SOURCE INFORMATION:
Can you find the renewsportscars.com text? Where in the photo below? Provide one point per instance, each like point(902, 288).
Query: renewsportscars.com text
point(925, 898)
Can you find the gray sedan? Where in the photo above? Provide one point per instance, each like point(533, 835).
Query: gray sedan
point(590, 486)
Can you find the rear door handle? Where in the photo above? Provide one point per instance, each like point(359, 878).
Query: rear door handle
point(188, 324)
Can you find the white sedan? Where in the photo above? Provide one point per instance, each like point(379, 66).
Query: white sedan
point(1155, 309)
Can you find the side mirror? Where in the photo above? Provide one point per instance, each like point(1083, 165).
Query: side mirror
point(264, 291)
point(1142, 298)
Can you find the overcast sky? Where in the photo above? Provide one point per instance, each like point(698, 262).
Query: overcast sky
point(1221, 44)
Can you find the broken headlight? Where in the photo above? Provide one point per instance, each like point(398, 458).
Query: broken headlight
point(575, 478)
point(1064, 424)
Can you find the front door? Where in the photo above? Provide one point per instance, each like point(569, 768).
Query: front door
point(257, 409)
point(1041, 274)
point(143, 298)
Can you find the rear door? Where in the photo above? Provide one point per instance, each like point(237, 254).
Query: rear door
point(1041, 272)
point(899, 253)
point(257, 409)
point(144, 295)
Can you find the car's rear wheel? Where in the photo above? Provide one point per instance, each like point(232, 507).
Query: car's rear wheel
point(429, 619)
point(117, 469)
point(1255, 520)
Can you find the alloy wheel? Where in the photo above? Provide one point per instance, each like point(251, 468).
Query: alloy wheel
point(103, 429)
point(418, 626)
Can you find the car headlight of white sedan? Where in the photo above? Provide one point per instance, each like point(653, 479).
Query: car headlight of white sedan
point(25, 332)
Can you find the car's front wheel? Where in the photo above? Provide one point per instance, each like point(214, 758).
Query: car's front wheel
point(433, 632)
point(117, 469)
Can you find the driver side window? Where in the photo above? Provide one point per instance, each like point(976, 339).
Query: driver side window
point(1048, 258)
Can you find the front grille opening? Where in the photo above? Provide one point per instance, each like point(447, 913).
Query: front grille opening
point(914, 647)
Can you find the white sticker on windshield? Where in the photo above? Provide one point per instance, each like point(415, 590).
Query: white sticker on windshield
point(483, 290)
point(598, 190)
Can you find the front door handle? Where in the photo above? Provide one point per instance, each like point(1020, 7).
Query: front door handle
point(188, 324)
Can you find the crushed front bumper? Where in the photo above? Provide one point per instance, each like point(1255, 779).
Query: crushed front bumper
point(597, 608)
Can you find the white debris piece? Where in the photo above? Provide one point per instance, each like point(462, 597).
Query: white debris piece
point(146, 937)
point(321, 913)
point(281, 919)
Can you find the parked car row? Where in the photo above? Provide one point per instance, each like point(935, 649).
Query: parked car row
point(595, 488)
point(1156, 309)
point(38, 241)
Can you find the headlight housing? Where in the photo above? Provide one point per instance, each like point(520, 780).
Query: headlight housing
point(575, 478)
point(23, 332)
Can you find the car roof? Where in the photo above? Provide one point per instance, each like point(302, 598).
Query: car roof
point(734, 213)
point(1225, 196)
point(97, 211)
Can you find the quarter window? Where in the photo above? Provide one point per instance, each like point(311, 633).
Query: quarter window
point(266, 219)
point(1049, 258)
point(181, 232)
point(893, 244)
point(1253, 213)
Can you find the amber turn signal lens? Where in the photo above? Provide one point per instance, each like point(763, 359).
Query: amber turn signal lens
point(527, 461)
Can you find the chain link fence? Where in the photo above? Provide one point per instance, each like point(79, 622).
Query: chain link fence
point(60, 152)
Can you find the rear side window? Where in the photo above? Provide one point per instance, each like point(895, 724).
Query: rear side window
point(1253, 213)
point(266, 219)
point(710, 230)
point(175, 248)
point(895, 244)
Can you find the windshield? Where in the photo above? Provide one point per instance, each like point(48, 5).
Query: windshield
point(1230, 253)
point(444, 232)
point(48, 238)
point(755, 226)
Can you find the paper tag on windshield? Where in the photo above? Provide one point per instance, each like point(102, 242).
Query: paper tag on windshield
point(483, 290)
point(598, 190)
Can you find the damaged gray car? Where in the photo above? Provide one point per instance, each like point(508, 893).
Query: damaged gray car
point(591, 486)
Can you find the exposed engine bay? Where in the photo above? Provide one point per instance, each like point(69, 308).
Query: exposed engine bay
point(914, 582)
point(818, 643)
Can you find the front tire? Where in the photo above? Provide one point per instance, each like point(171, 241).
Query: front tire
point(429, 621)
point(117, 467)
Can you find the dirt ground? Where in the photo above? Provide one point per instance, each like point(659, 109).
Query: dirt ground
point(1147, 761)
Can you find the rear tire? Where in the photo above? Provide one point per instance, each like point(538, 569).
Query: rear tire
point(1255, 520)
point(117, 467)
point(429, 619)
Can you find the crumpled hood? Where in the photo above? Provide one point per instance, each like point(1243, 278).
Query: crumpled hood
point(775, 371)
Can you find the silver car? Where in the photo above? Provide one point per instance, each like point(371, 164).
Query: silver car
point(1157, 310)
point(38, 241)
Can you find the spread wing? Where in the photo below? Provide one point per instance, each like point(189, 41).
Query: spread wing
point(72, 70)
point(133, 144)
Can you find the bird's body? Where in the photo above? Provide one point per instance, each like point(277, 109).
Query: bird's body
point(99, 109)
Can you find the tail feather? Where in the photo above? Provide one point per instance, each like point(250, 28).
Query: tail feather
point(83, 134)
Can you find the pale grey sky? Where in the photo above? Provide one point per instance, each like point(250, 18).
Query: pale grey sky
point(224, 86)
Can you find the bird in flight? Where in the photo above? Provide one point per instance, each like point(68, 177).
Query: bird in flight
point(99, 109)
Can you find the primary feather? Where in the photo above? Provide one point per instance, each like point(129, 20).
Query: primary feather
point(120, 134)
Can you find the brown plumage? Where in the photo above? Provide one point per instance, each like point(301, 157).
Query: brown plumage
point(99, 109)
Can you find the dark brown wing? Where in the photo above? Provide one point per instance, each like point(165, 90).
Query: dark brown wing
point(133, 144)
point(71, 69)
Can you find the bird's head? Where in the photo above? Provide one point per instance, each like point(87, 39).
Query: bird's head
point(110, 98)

YOUR TASK: Which of the lines in the material above contain "below"? Copy each one out.

ANSWER BOX:
Can you find the renewsportscars.com text? Where in the photo below? Provide one point per instance, each like point(902, 288).
Can you find the spread wing? Where in the photo below? Provide one point per instance, each like point(189, 41).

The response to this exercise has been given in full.